REQUIRED ACTIONS
- A) In the heart disease notebook, what number is given to set.seed?
- B) Retype the part of the heart disease notebook that opens with the words "Finally we create" and closes with "options(repr.plot.height=10, repr.plot.width=10)".

EXCERPTED TEXT

══════════

We begin by reading the heart disease csv file into R from the web. 

In [2]:
heart_disease <- read_csv("data/heart_disease_uci.csv")
heart_disease

ERROR: Error: 'data/heart_disease_uci.csv' does not exist in current working directory ('/home/jovyan/work/Group-31').


Next, we select the columns that we're interested in. In this case, these columns include resting heart rate, cholesterol and chest pain type. 

In [None]:
heart_disease_select <- heart_disease|>
select(trestbps,chol,cp)
heart_disease_select

We must set the seed so that our work is reproducible. Then, we split the data into our training and testing sets. 

In [None]:
set.seed(3456)

heart_disease_split <- initial_split(heart_disease_select, prop=0.75, strata=cp)
heart_disease_train<- training(heart_disease_split)
heart_disease_test <- testing(heart_disease_split)
heart_disease_train
heart_disease_test

We make a summary statistic, grouping by chest pain type and finding the average of both the resting heart rate and of the cholesterol level. 

In [None]:
heart_disease_tidy <- heart_disease_train |>
group_by(cp)|>
summarize(mean_trestbps = mean(trestbps, na.rm=TRUE), mean_chol = mean(chol, na.rm=TRUE))
heart_disease_tidy

Finally we create an initial visualization of resting blood pressure vs cholesterol levels, using colour and shape to categorize chest pain type. 

In [None]:
options(repr.plot.height=10, repr.plot.width=10)
Visualization <- heart_disease_train|>
ggplot(aes(x= trestbps, y= chol))+
       geom_point(aes(colour = cp, shape = cp)) +
labs(x = "Resting Blood Pressure", y = "Cholesterol Levels", colour = "Chest Pain Type", shape = "Chest Pain Type") +
ggtitle("Resting Blood Pressure vs Cholesterol Levels For Type of Chest Pain")+
  theme(text = element_text(size = 20))
Visualization

══════════

[Saved entries]
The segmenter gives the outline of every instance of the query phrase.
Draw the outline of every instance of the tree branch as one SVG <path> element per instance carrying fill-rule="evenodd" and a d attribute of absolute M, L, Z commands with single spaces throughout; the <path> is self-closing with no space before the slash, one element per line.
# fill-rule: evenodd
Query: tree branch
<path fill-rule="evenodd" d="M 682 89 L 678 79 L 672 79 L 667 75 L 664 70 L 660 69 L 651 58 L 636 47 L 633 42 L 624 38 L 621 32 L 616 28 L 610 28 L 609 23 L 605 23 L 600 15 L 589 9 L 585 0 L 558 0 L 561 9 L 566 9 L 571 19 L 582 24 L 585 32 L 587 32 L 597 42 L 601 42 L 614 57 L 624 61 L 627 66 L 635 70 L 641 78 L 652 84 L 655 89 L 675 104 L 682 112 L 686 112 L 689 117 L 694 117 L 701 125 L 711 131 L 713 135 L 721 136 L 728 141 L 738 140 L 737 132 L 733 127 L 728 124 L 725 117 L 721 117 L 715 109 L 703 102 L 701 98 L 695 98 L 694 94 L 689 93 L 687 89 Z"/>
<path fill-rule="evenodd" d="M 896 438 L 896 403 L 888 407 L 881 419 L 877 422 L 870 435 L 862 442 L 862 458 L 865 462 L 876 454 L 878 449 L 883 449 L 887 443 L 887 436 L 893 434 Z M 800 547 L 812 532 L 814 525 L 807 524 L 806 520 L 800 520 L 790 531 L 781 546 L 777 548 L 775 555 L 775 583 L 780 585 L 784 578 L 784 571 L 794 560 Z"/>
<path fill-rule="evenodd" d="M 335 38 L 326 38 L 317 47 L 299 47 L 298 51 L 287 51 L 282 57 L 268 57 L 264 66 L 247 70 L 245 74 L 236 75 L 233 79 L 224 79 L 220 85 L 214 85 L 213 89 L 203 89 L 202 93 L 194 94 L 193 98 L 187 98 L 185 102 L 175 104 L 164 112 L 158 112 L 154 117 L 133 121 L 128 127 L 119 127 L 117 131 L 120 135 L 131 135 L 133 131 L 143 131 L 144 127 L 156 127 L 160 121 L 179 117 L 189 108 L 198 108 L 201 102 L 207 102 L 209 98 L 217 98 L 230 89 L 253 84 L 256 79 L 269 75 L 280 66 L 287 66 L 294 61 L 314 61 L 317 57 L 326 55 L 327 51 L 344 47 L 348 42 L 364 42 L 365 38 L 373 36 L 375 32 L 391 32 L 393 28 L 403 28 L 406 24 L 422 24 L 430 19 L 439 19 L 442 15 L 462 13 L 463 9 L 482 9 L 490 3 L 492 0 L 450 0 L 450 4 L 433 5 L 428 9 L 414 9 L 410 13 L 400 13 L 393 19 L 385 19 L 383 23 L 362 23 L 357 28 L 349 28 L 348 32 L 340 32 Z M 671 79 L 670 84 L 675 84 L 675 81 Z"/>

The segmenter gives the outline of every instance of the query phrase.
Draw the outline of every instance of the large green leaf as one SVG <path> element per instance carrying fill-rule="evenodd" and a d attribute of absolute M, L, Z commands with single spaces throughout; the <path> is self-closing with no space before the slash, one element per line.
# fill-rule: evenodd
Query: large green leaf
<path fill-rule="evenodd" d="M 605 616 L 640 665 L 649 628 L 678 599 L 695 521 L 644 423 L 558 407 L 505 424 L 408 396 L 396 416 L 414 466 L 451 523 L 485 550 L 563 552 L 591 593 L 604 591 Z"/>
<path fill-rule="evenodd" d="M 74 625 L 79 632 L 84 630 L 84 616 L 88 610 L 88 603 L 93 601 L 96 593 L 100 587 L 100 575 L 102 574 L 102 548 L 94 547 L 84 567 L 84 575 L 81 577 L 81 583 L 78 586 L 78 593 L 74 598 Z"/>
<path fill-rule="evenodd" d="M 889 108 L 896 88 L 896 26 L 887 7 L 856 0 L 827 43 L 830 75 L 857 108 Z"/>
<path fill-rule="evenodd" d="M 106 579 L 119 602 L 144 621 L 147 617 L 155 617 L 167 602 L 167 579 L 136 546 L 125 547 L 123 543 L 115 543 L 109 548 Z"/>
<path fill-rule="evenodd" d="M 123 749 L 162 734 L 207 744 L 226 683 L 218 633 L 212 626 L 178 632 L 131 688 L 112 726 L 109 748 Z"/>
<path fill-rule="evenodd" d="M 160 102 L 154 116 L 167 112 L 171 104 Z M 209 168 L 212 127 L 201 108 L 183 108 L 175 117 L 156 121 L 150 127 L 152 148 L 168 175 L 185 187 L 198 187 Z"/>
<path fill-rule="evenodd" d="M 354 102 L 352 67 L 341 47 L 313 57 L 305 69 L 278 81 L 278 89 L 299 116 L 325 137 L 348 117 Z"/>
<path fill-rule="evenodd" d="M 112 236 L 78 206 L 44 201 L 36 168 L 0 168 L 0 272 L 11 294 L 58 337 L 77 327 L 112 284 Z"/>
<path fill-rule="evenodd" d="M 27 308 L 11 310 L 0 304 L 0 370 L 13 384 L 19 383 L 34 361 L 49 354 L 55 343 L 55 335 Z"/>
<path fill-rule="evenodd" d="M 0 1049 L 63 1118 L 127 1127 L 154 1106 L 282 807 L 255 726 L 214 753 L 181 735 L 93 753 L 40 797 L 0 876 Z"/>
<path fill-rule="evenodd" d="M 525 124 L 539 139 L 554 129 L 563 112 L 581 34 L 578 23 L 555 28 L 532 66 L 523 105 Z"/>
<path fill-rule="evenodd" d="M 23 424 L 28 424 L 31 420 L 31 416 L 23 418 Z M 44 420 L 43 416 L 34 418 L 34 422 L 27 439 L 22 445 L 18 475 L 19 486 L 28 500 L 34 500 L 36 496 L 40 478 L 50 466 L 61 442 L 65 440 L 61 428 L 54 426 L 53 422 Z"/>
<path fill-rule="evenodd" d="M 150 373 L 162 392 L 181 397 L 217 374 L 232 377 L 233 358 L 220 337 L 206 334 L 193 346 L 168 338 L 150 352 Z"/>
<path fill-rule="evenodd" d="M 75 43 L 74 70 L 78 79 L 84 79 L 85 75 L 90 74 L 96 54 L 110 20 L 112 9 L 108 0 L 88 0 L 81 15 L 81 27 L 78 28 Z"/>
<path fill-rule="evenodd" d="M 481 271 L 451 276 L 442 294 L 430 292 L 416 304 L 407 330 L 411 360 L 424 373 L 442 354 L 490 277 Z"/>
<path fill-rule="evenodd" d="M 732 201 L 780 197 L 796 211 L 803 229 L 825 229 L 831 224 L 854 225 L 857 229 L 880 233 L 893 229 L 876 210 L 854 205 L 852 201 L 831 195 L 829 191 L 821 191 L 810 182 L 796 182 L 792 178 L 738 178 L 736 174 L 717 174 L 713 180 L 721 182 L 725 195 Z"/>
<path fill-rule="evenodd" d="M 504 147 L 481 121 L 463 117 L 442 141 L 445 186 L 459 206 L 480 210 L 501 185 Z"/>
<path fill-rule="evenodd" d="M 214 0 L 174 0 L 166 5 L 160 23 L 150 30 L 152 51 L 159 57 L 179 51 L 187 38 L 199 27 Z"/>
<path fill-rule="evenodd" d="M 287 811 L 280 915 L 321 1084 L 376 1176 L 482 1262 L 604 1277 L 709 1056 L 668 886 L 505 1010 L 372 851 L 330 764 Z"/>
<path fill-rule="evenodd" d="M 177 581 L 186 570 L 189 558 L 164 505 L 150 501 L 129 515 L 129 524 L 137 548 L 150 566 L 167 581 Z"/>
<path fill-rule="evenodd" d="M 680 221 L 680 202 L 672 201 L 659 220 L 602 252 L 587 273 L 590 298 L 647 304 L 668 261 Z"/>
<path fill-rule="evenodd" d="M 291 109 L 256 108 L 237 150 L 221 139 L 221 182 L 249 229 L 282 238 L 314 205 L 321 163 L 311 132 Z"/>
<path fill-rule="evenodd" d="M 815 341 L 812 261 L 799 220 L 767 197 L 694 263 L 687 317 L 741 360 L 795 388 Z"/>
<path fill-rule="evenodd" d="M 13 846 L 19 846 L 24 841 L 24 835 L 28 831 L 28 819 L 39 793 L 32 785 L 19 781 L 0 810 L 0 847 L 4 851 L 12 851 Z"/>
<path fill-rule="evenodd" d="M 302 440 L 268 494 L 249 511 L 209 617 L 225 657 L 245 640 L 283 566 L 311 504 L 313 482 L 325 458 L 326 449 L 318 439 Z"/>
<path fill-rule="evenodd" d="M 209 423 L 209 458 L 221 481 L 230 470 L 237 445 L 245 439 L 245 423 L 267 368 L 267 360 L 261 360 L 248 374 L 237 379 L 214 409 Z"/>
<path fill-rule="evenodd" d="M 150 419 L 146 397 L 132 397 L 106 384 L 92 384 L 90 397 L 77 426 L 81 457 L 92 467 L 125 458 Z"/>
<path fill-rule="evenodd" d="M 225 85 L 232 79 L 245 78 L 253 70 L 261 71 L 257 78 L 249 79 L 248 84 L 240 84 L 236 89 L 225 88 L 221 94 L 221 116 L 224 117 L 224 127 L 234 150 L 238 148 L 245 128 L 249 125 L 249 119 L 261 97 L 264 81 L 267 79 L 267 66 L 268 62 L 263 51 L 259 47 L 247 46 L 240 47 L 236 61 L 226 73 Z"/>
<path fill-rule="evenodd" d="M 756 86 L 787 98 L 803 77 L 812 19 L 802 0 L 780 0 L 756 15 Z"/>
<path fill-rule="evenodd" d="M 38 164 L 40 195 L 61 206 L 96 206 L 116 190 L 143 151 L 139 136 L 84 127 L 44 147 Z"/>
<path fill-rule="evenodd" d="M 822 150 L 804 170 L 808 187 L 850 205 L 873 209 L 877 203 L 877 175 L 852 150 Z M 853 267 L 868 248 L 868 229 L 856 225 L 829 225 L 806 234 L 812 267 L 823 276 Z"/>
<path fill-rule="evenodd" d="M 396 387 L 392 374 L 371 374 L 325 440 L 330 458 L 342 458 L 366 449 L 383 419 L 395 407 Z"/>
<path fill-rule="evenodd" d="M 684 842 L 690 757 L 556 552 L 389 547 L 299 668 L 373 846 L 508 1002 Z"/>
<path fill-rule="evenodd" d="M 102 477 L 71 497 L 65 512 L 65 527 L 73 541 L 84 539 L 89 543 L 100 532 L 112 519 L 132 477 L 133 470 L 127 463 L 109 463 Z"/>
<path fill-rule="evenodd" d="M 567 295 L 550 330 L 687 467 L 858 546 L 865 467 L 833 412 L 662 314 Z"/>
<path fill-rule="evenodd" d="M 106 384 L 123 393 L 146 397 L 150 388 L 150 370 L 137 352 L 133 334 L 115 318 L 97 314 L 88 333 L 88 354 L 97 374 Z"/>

══════════

RESULTS FOR EACH TASK
- A) 3456

- B)
Finally we create an initial visualization of resting blood pressure vs cholesterol levels, using colour and shape to categorize chest pain type. 

In [None]:
options(repr.plot.height=10, repr.plot.width=10)